Problem statement: Transcribe word for word each line from the one containing "point: green hillside" to the final line of the data, both included. Skip the pictures.

Information given:
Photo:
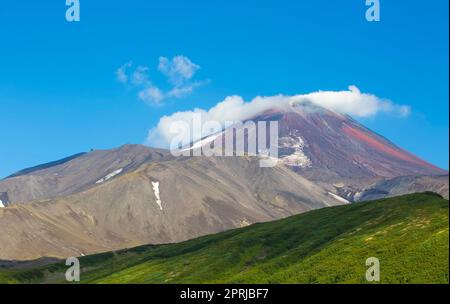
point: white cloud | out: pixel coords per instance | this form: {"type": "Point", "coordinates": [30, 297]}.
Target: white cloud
{"type": "Point", "coordinates": [151, 95]}
{"type": "Point", "coordinates": [121, 72]}
{"type": "Point", "coordinates": [179, 71]}
{"type": "Point", "coordinates": [234, 108]}
{"type": "Point", "coordinates": [140, 76]}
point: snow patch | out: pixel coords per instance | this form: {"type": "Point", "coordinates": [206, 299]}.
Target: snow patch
{"type": "Point", "coordinates": [202, 142]}
{"type": "Point", "coordinates": [337, 197]}
{"type": "Point", "coordinates": [109, 176]}
{"type": "Point", "coordinates": [298, 158]}
{"type": "Point", "coordinates": [156, 192]}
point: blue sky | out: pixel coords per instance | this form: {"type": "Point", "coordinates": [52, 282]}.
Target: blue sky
{"type": "Point", "coordinates": [59, 93]}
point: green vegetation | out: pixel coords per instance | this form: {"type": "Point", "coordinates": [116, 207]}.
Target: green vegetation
{"type": "Point", "coordinates": [408, 234]}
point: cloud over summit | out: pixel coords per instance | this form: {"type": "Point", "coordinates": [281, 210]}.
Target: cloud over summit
{"type": "Point", "coordinates": [234, 108]}
{"type": "Point", "coordinates": [179, 72]}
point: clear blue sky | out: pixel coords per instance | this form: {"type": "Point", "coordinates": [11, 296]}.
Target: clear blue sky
{"type": "Point", "coordinates": [59, 94]}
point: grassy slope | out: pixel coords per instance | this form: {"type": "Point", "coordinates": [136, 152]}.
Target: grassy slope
{"type": "Point", "coordinates": [409, 235]}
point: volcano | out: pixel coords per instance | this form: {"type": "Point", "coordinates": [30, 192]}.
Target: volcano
{"type": "Point", "coordinates": [331, 148]}
{"type": "Point", "coordinates": [112, 199]}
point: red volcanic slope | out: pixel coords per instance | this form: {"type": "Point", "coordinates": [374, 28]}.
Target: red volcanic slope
{"type": "Point", "coordinates": [385, 148]}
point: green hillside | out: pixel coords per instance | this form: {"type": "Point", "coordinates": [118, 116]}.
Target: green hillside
{"type": "Point", "coordinates": [408, 234]}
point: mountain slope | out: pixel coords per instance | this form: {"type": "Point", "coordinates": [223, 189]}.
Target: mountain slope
{"type": "Point", "coordinates": [408, 234]}
{"type": "Point", "coordinates": [159, 202]}
{"type": "Point", "coordinates": [76, 174]}
{"type": "Point", "coordinates": [330, 148]}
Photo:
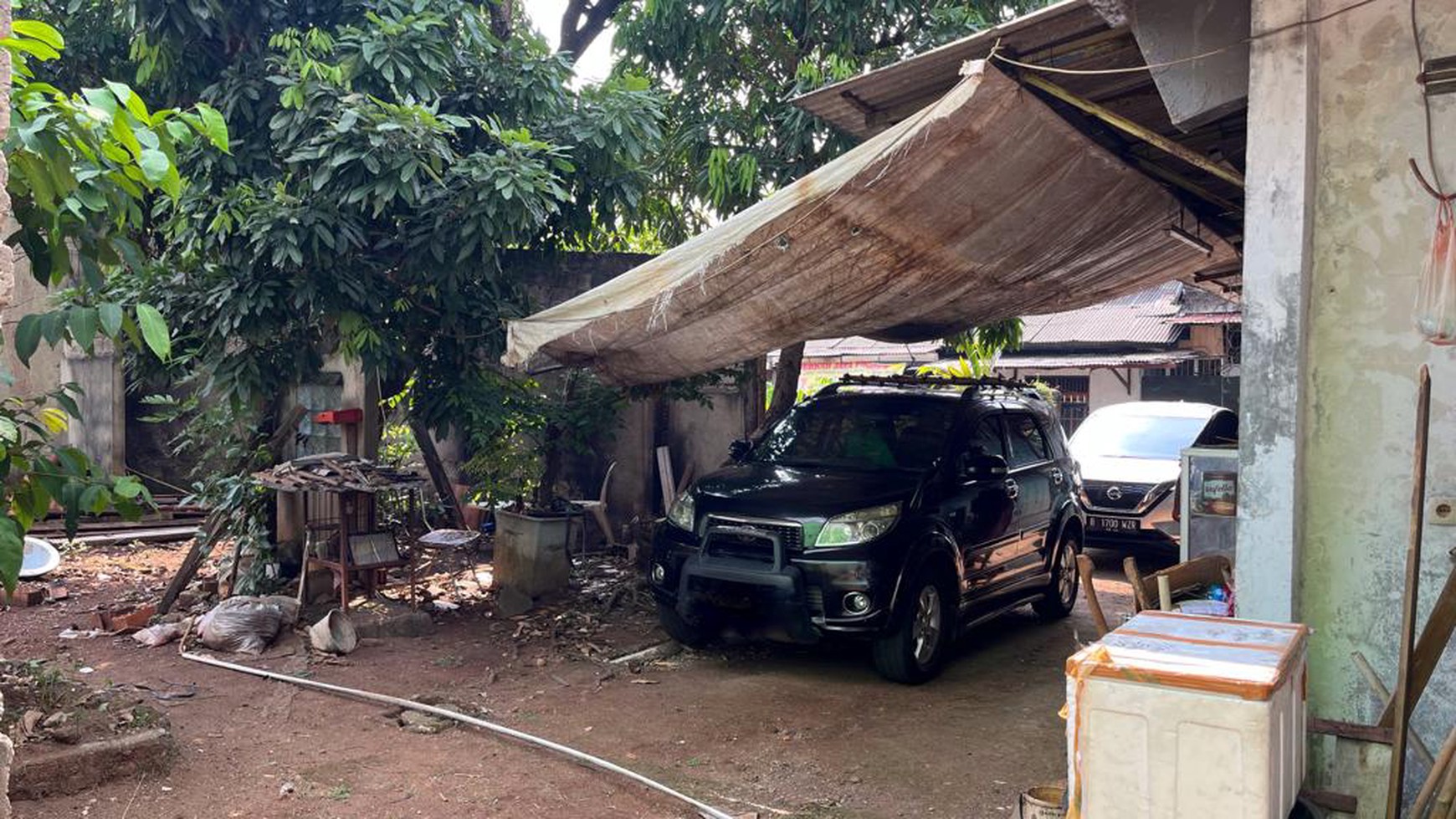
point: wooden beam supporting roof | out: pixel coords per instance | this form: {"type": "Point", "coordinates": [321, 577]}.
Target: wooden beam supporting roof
{"type": "Point", "coordinates": [1133, 128]}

Reply:
point: green hillside | out: pixel coords per instance | this form: {"type": "Point", "coordinates": [118, 116]}.
Target: green hillside
{"type": "Point", "coordinates": [408, 234]}
point: mountain slope | out: pixel coords per instance | this form: {"type": "Point", "coordinates": [223, 189]}.
Target: mountain slope
{"type": "Point", "coordinates": [408, 234]}
{"type": "Point", "coordinates": [159, 202]}
{"type": "Point", "coordinates": [76, 174]}
{"type": "Point", "coordinates": [330, 148]}
Photo:
point: wooden beam supporting roof | out: pixel coords per instance | this form: {"type": "Point", "coordinates": [321, 577]}.
Target: wooden beam supporting roof
{"type": "Point", "coordinates": [1133, 128]}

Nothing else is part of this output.